* Exercise objective *
Rewrite the forum thread about service at MAC cosmetics stores, starting with "so next time, go" and going on through "(Aug 11, 2008)", and replace "nice" with "friendly".

* Selection *
● ● ● ● ● ● ●

Seriously there is no need for that type of behavior at all! This reminds me of a similar and equally rude experience I had at a starbucks. Little did that barista know that I worked for starbucks in the past, so not only did i call in and speak to her manager but I also emailed the president of starbucks himself and copied her district manager on the email....I surely lit her little butt on fire and the whole store for that matter. In return they gave me free drinks for a year!


----------



## jdmac (Aug 10, 2008)

i'm in sac too and after wondering if i was the only one with bad experiences at the arden mac store, i've heard from others recently that i'm not alone in feeling that way about the employees there.  i was there today and got good service by an asst manager, but maybe it's b/c i bought $200 worth of products from her in about 10 min?  (i went in knowing what i wanted).  but usually, the service SUCKS there.  i specifically remember one blond girl there that was helping me try out a pigment and the instant i sheepishly said, "hmm...i don't think i like the color on me that much," she said "well, i need to help someone else" (major attitude) and left me standing there.  

so next time, go to the nordstrom mac counter-there are some newer employees there, but i've never had a bad experience there-maybe not the most knowledgable/helpful, but at least very nice.  in fact, the most helpful one there recently was laid off!  

ALSO, i had some crappy service at the VEGAS PRO store too last week.  everytime i turned around, the MA who was helping me would be helping someone else.  i spent about $500 there so she as willing to spend a lot of time with me, but she was always trying to help others while helping me which got annoying.  AND she kept insisting that she didn't make commission (at least 3 times) and spent 1/2 hour convincing me to get a PRO brush.  that was beyond annoying.  i said no like 4 times.  

ugh..i just needed to vent too.  thanks for listening.


----------



## II3rinII (Aug 11, 2008)

ok so if this was a freestanding store, then she lied to you about not having a supervisor.  im a 3rd key manager at the store here and it is a fact that at all times there must be at least one manager in the store.  then she lied to you again about charging $50 to DEMO a concealer, hell its our job!!  she shouldve invited you to sit in the chair, apply the concealer and then maybe demo some of the new stuff (if you were interested).  i dont know maybe its a southern thing or something, but we would never act like this at my store.  as for the AUS thing, yeah it sucks that they track that but that doesnt mean im gonna ignore the person who just wants a pack of sponges (some artists will run from those one item sales).  as for what you should do, call the store and calmly request to speak with the store manager, explain to them (again calmly and eloquently) what happened to you, be discriptive of who it was and how it happened.  see what they say, you then may want to also write an email to cust serv, artists like this make me sick!!  so many girls would love to have this job and this person is taking a space of someone who may actually do her job as shes supposed to!! please let us know what unfolds!!

● ● ● ● ● ● ●

Rows from a pointing dataset
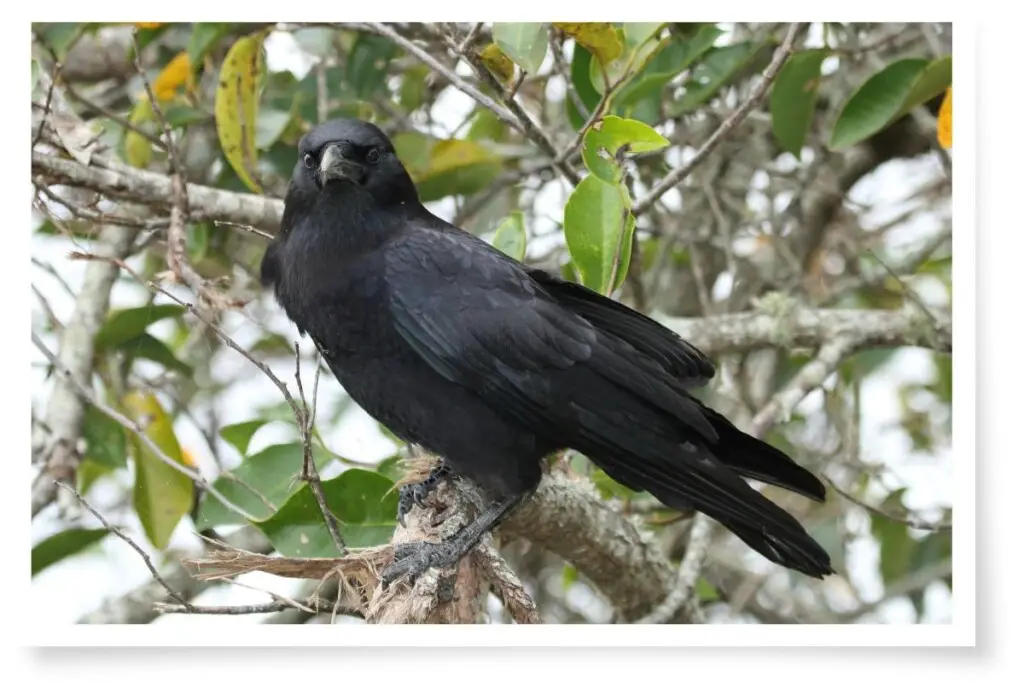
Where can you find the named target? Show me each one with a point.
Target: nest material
(454, 595)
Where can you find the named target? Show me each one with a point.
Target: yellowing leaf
(138, 151)
(498, 62)
(236, 103)
(176, 74)
(444, 168)
(598, 37)
(945, 123)
(162, 495)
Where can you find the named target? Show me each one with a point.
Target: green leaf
(486, 126)
(36, 72)
(511, 236)
(272, 472)
(526, 44)
(794, 96)
(241, 433)
(603, 75)
(672, 57)
(603, 141)
(363, 501)
(599, 232)
(148, 347)
(88, 472)
(636, 33)
(443, 168)
(198, 241)
(138, 151)
(181, 117)
(104, 439)
(609, 488)
(203, 38)
(127, 324)
(367, 66)
(580, 76)
(569, 577)
(162, 495)
(717, 70)
(896, 546)
(62, 544)
(888, 95)
(236, 104)
(600, 38)
(705, 591)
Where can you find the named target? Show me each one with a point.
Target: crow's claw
(415, 495)
(412, 559)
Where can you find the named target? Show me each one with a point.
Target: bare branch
(911, 523)
(689, 571)
(184, 604)
(810, 376)
(508, 586)
(131, 426)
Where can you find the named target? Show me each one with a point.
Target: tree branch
(734, 119)
(797, 326)
(121, 181)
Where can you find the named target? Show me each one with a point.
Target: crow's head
(346, 154)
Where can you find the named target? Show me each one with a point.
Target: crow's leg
(416, 494)
(412, 559)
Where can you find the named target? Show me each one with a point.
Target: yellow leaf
(598, 37)
(236, 103)
(945, 123)
(498, 62)
(162, 495)
(177, 73)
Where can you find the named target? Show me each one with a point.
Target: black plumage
(493, 365)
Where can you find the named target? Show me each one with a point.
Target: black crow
(494, 366)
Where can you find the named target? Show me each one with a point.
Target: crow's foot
(412, 559)
(415, 495)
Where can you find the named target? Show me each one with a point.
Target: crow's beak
(334, 166)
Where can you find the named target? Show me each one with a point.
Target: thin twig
(686, 579)
(116, 118)
(912, 523)
(49, 102)
(177, 258)
(809, 377)
(433, 63)
(183, 604)
(130, 425)
(309, 474)
(734, 119)
(244, 228)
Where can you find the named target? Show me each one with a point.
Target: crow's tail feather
(758, 460)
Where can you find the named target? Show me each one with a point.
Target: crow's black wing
(478, 318)
(480, 322)
(686, 363)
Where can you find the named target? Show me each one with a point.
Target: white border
(961, 632)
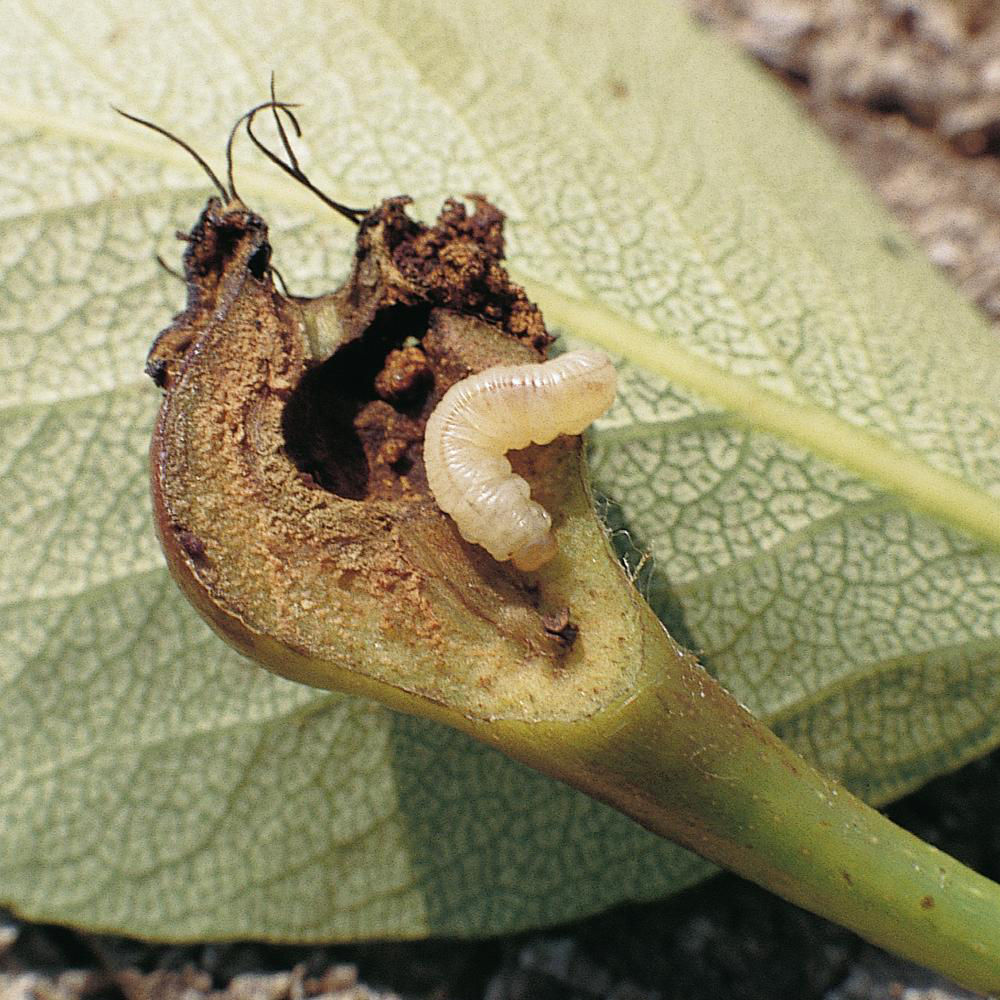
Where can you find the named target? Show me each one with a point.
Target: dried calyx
(289, 486)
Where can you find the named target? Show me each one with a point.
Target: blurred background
(910, 92)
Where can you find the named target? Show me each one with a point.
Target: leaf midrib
(874, 457)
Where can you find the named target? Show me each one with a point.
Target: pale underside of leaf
(778, 361)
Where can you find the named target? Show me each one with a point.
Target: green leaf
(802, 398)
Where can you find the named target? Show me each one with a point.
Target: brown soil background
(910, 91)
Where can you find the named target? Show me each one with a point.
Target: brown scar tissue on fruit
(288, 482)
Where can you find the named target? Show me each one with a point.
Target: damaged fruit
(292, 502)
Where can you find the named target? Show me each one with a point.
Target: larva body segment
(507, 407)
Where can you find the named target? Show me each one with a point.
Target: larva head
(290, 491)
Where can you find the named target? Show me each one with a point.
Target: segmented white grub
(481, 418)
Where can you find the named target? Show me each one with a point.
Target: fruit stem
(681, 757)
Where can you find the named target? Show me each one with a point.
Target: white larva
(484, 416)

● ● ● ● ● ● ●

* Result of the exercise *
so next time, go to the nordstrom mac counter-there are some newer employees there, but i've never had a bad experience there-maybe not the most knowledgable/helpful, but at least very friendly.  in fact, the most helpful one there recently was laid off!  

ALSO, i had some crappy service at the VEGAS PRO store too last week.  everytime i turned around, the MA who was helping me would be helping someone else.  i spent about $500 there so she as willing to spend a lot of time with me, but she was always trying to help others while helping me which got annoying.  AND she kept insisting that she didn't make commission (at least 3 times) and spent 1/2 hour convincing me to get a PRO brush.  that was beyond annoying.  i said no like 4 times.  

ugh..i just needed to vent too.  thanks for listening.


----------



## II3rinII (Aug 11, 2008)